Material for this exercise: Begin

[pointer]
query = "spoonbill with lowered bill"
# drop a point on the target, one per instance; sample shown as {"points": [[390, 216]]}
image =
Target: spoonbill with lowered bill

Material for this exercise: End
Material for this exercise: Begin

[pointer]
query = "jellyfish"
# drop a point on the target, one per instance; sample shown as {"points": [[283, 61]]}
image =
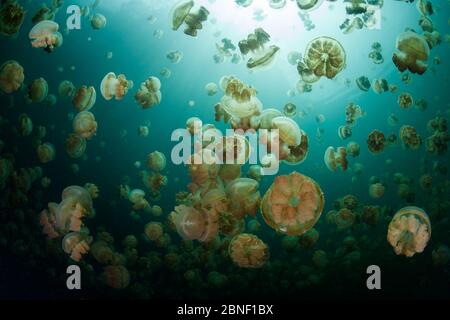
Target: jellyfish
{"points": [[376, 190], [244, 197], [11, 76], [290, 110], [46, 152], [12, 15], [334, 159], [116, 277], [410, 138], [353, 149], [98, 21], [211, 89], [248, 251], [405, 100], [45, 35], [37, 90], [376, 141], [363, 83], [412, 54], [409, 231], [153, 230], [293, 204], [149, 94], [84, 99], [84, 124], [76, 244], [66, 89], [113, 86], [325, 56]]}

Material for this exercise: End

Task brief: Above are the records; report how many of their lines hold the string "spoonbill", with no other words.

Reply to the exercise: 2